Look through the listing underneath for "fish", and copy every line that has it.
[Exercise inputs — start]
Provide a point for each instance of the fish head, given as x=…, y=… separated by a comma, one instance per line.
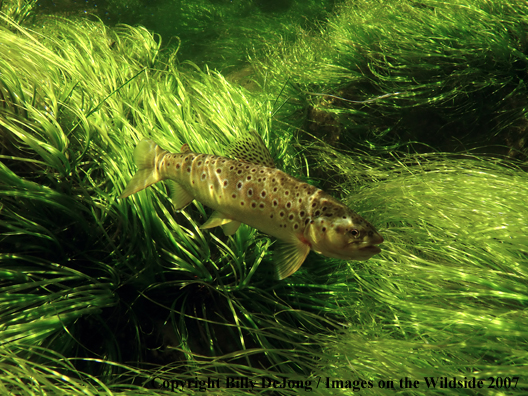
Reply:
x=346, y=236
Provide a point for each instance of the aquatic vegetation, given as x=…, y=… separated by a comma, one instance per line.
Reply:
x=102, y=295
x=430, y=74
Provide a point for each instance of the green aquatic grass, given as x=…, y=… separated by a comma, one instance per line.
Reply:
x=101, y=295
x=384, y=74
x=448, y=291
x=98, y=279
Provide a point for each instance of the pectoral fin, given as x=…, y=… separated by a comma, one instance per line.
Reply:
x=289, y=257
x=215, y=220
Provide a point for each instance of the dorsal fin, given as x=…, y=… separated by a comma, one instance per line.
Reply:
x=251, y=148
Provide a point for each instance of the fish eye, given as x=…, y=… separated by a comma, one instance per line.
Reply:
x=354, y=232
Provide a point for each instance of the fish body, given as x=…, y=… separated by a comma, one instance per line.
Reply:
x=299, y=215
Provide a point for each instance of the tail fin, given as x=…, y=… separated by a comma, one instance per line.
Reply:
x=146, y=155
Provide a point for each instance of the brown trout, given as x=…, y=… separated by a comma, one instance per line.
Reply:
[Exercise inputs — finish]
Result for this task:
Provide a point for each instance of the fish head, given as x=…, y=… separated by a comma, one instance per line.
Provide a point for each instance of the fish eye, given as x=…, y=… separated by a comma, one instance per line.
Provide a point for each instance of the fish body, given as x=…, y=… separated by a comma, one instance per line.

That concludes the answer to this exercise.